>> Begin DOCUMENT EXTRACT
Black Magnolias, Prince, and the Black American Working Class

The special issue of Black Magnolias dedicated to Prince is here, live and alive, and you should read it and buy it if you can. My essay, “How the Exodus Began: Prince and the Black Working Class Imagination,” is ridiculously long and I’m grateful to editor C. Liegh McInnis for believing that all those words meant something worth reading–especially in the company of incredibly talented writers and scholars like McInnis, De Angela Duff, Michael Gonzalez, Satchel Page, Gabrielle Anderson, and the other folks who appear in this special issue. Here I’m going to break down my essay just a bit, primarily as a way of getting my own house in order.

First, though, check out this cover:

That tells you right away what this is about: Connecting and reconnecting Prince to Black folks: the African continent and diaspora, Black folks around the world, his own family, his community, his fellow musicians, his audiences, and Black culture in the United States before, during, and after his life. If you’ve followed Prince scholarship, popular writing, and the public imagination, you know that Prince’s blackness was often reduced in importance or entirely marginalized in mainstream media and replaced with a “colorblind” ideology that misreads (simplifies) Prince’s message during the height of his popularity in the 1980s. Since his death, the proliferation of academic and popular publications and conferences have begun to change this. But there’s still so much to talk about.

Why is my essay is focused on the Black American working class? Prince was born into it, his songs spoke to, for, and about it at different times in his career, and his philanthropy almost always focused on helping underprivileged Black youth. And yet, this part of the story of his life and career has been marginalized. In this essay, while I spend a lot of time on his early life and the first decade of his career–which is why this essay is so damn long–I settle in on the period from 1990-1995, beginning with Graffiti Bridge and ending with The Gold Experience. This time period includes his infamous fight with Warner Bros. for control of his master recordings and release from his contract, among other things, during which he scrawled the word “slave” on his face. But I’m more interested in putting that series of events into the context of his evolving business practices and the music he made during these years. As I write in the essay:

In sum, it seems that around 1990, Prince began to better understand the ways in which capitalism and its class dictates were harmful to the Black working class and to himself. Rapidly, he seemed to be thinking more and more about what he had in common with the exploited laborers of the Black working class. This ideological shift was expressed in a musical shift. Prince began to more firmly ground himself in musical traditions of the Black working class while confronting the new expressions of that populace: hip-hop culture and rap.
>> End DOCUMENT EXTRACT
**EXERCISE TASKS:**
1. List every writer or scholar that the post about Prince names as appearing in the Black Magnolias special issue alongside its author.
2. Continue the post about Prince from its final sentence, keeping the author's first-person voice.
The lines after this point have no connection to the post about Prince.
>> Begin LISTED ENTRIES
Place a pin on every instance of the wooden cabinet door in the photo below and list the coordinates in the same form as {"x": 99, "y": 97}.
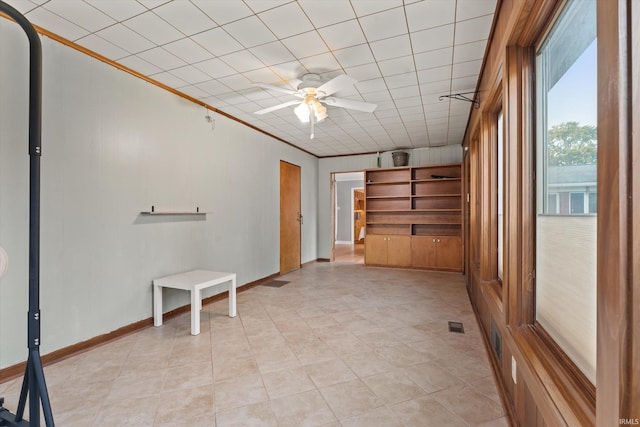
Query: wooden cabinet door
{"x": 449, "y": 255}
{"x": 375, "y": 249}
{"x": 399, "y": 251}
{"x": 423, "y": 251}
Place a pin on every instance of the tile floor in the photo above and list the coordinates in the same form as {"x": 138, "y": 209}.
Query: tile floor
{"x": 340, "y": 345}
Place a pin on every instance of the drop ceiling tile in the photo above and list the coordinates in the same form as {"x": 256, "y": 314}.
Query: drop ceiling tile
{"x": 402, "y": 80}
{"x": 464, "y": 84}
{"x": 385, "y": 24}
{"x": 262, "y": 5}
{"x": 153, "y": 28}
{"x": 215, "y": 68}
{"x": 363, "y": 72}
{"x": 80, "y": 13}
{"x": 153, "y": 3}
{"x": 434, "y": 58}
{"x": 263, "y": 75}
{"x": 431, "y": 75}
{"x": 52, "y": 22}
{"x": 440, "y": 88}
{"x": 169, "y": 79}
{"x": 242, "y": 61}
{"x": 139, "y": 65}
{"x": 23, "y": 6}
{"x": 469, "y": 51}
{"x": 354, "y": 55}
{"x": 320, "y": 63}
{"x": 161, "y": 58}
{"x": 366, "y": 7}
{"x": 467, "y": 69}
{"x": 190, "y": 74}
{"x": 473, "y": 29}
{"x": 188, "y": 50}
{"x": 344, "y": 34}
{"x": 306, "y": 44}
{"x": 430, "y": 13}
{"x": 236, "y": 82}
{"x": 125, "y": 38}
{"x": 376, "y": 97}
{"x": 327, "y": 12}
{"x": 391, "y": 48}
{"x": 194, "y": 92}
{"x": 411, "y": 91}
{"x": 103, "y": 47}
{"x": 411, "y": 101}
{"x": 433, "y": 38}
{"x": 223, "y": 11}
{"x": 184, "y": 16}
{"x": 286, "y": 21}
{"x": 272, "y": 53}
{"x": 394, "y": 66}
{"x": 249, "y": 31}
{"x": 217, "y": 41}
{"x": 214, "y": 87}
{"x": 289, "y": 70}
{"x": 468, "y": 9}
{"x": 119, "y": 10}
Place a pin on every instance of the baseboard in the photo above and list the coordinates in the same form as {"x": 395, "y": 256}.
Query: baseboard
{"x": 17, "y": 370}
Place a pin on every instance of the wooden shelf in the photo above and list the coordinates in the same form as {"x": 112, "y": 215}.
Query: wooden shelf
{"x": 173, "y": 213}
{"x": 411, "y": 203}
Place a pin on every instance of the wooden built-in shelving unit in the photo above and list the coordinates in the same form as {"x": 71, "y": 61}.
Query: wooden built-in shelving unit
{"x": 414, "y": 217}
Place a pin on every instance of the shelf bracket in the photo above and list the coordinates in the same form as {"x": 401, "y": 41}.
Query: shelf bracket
{"x": 462, "y": 97}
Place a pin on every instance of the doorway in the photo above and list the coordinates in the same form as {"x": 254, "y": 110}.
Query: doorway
{"x": 348, "y": 217}
{"x": 290, "y": 217}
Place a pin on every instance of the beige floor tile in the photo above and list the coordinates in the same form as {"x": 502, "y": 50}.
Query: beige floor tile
{"x": 350, "y": 398}
{"x": 472, "y": 407}
{"x": 393, "y": 387}
{"x": 287, "y": 382}
{"x": 425, "y": 412}
{"x": 304, "y": 409}
{"x": 255, "y": 415}
{"x": 329, "y": 372}
{"x": 239, "y": 391}
{"x": 379, "y": 417}
{"x": 183, "y": 377}
{"x": 194, "y": 406}
{"x": 373, "y": 340}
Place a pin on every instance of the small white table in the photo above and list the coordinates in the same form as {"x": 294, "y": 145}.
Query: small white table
{"x": 193, "y": 281}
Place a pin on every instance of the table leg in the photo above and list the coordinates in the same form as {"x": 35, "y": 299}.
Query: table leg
{"x": 232, "y": 297}
{"x": 157, "y": 305}
{"x": 195, "y": 312}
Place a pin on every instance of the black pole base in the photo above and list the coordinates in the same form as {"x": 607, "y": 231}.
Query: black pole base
{"x": 7, "y": 419}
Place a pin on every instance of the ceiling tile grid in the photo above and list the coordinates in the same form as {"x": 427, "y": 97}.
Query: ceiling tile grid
{"x": 404, "y": 56}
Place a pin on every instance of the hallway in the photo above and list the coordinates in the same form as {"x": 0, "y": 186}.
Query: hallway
{"x": 338, "y": 345}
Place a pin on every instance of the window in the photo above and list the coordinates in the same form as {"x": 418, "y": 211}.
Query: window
{"x": 566, "y": 150}
{"x": 500, "y": 193}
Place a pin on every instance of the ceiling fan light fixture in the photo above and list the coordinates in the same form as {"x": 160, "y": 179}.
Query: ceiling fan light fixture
{"x": 302, "y": 111}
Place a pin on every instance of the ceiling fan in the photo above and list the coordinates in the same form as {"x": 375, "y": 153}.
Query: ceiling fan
{"x": 314, "y": 93}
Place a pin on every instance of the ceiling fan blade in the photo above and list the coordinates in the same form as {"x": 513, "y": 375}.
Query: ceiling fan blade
{"x": 276, "y": 88}
{"x": 277, "y": 107}
{"x": 337, "y": 83}
{"x": 350, "y": 104}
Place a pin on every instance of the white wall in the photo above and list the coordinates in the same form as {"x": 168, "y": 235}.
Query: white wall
{"x": 329, "y": 165}
{"x": 113, "y": 145}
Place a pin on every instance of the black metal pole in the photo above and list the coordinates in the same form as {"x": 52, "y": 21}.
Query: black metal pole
{"x": 34, "y": 383}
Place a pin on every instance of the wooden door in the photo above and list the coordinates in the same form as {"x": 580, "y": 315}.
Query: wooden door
{"x": 290, "y": 217}
{"x": 423, "y": 251}
{"x": 399, "y": 251}
{"x": 450, "y": 253}
{"x": 375, "y": 249}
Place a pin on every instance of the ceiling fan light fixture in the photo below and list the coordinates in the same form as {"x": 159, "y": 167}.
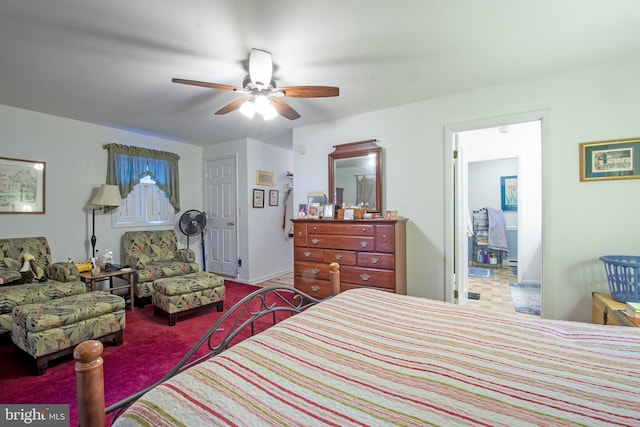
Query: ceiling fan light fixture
{"x": 248, "y": 109}
{"x": 269, "y": 112}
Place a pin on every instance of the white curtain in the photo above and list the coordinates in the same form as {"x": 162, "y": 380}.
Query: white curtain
{"x": 366, "y": 191}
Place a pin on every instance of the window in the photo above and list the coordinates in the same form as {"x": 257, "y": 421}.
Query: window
{"x": 145, "y": 205}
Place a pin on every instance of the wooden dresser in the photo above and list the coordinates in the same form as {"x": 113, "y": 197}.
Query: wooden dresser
{"x": 607, "y": 311}
{"x": 371, "y": 253}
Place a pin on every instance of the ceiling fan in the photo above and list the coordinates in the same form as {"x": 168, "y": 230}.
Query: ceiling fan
{"x": 262, "y": 95}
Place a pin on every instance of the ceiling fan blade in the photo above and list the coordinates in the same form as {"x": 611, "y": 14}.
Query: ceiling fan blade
{"x": 207, "y": 84}
{"x": 284, "y": 109}
{"x": 260, "y": 67}
{"x": 232, "y": 107}
{"x": 309, "y": 91}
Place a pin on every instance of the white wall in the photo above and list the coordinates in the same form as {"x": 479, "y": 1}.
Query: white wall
{"x": 586, "y": 105}
{"x": 75, "y": 166}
>> End LISTED ENTRIES
**ANSWERS TO THE EXERCISES:**
1. C. Liegh McInnis, De Angela Duff, Michael Gonzalez, Satchel Page, Gabrielle Anderson

2.
In other words, these years were a hinge, a transition period in which he reengaged with contemporary Black music–including an embrace of rap–and used it as the palette for his exploration of blackness and class, in addition to masculinity, religion, and technology. The messages are usually not overt, and in fact, much of the conversation is happening in the sounds. For instance, if rap tended to be seen as working-class, Afrocentric nation-conscious rap was considered more middle-class; new jack swing straddled the line between the two. That all comes together in the Graffiti Bridge song “New Power Generation” and its reprise at the end of the album.

This video also gives you an idea of Morris Day’s role in the film, which was the sequel to Purple Rain. Day is the unrestrained capitalist whose takeover of the clubs in the film may keep them black-owned but will stifle creative freedom.

What I try to chart in the essay is what Prince imagined: not just the reality of the present but a possible future. As an artist, he was always looking forward, but here I’m following his changing class-consciousness from the aforementioned integrationist model into something more complex. These years led to his “exodus” from Warner Brothers and traditional contracts with record companies and a more consistent, explicit critique of capitalism through the lens of Afrocentricity on albums like The Rainbow Children and songs like “Dear Mr. Man,” “Judas Smile,” and “Golden Parachute.” (On the latter, see William Armstrong’s Marxist reading in his essay in this volume.) What emerged, as I write, is “a more focused and consistent collective call for revolution, economic self-sufficiency, independence, and justice that would aim to benefit not only musicians but all people exploited by capitalism, especially the Black American working class.”

That’s enough explanation. I hope you’ll read the article along with the rest of Black Magnolias‘ special Prince issue.

Now for the personal part.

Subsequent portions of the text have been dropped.